# [Task description]
Please transcribe only the lines from the one holding "Task: Given an" through the final line of the data, both included, with no pictures.

# [Data to process]
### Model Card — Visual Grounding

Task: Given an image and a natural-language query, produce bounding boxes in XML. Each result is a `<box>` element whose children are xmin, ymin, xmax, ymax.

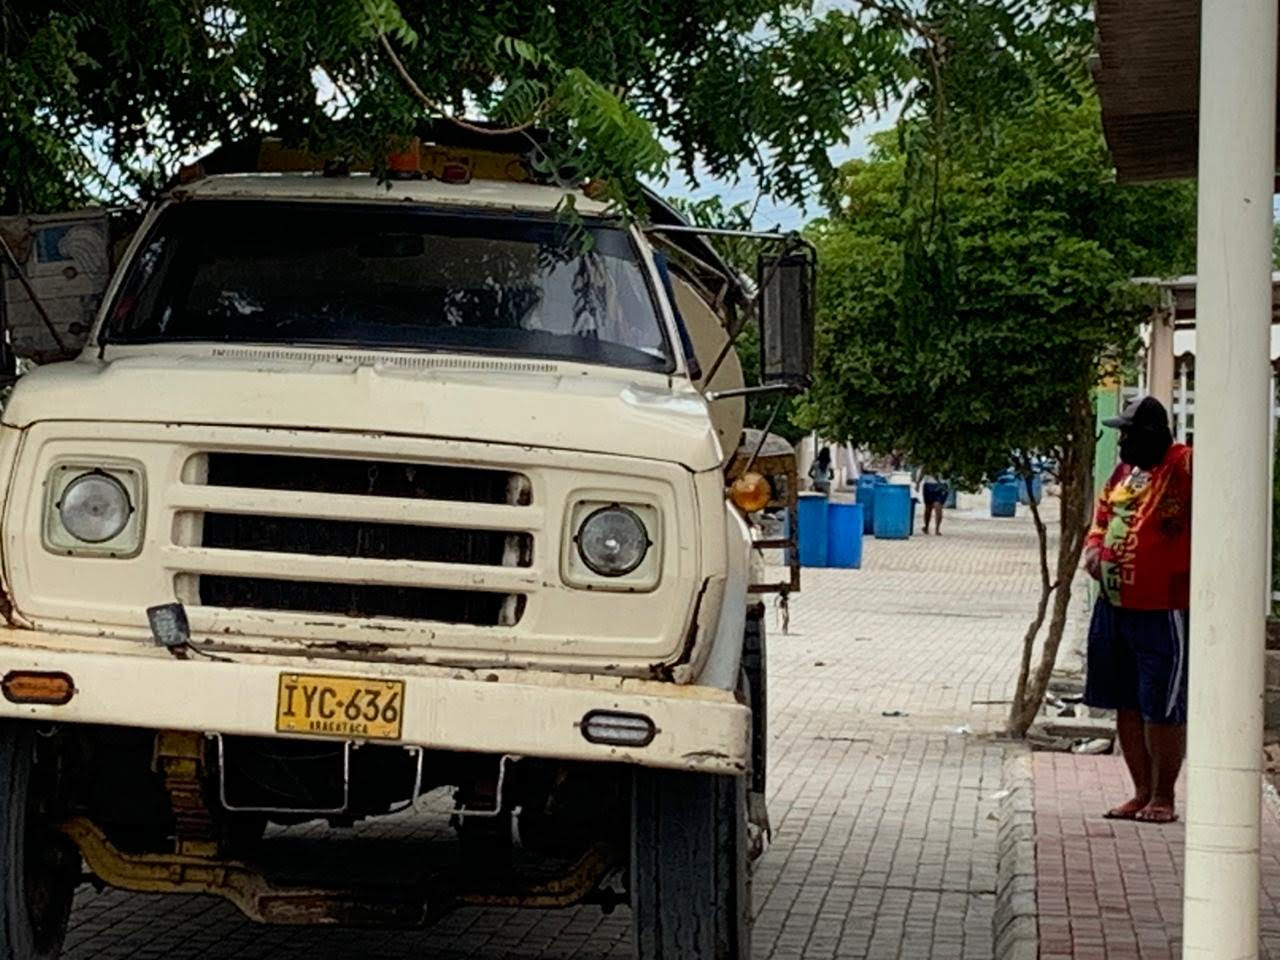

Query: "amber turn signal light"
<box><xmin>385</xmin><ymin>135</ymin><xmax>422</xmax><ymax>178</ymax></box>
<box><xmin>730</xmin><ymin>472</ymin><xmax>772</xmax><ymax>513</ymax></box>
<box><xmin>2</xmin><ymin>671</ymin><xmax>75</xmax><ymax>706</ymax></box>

# [Completed exercise]
Task: Given an image and a natural-language query, produce bounding boxes in XML. Each result is a `<box>` element whose children are xmin, ymin, xmax, ymax.


Query: "amber turn signal light"
<box><xmin>385</xmin><ymin>135</ymin><xmax>422</xmax><ymax>178</ymax></box>
<box><xmin>730</xmin><ymin>472</ymin><xmax>772</xmax><ymax>513</ymax></box>
<box><xmin>2</xmin><ymin>671</ymin><xmax>75</xmax><ymax>706</ymax></box>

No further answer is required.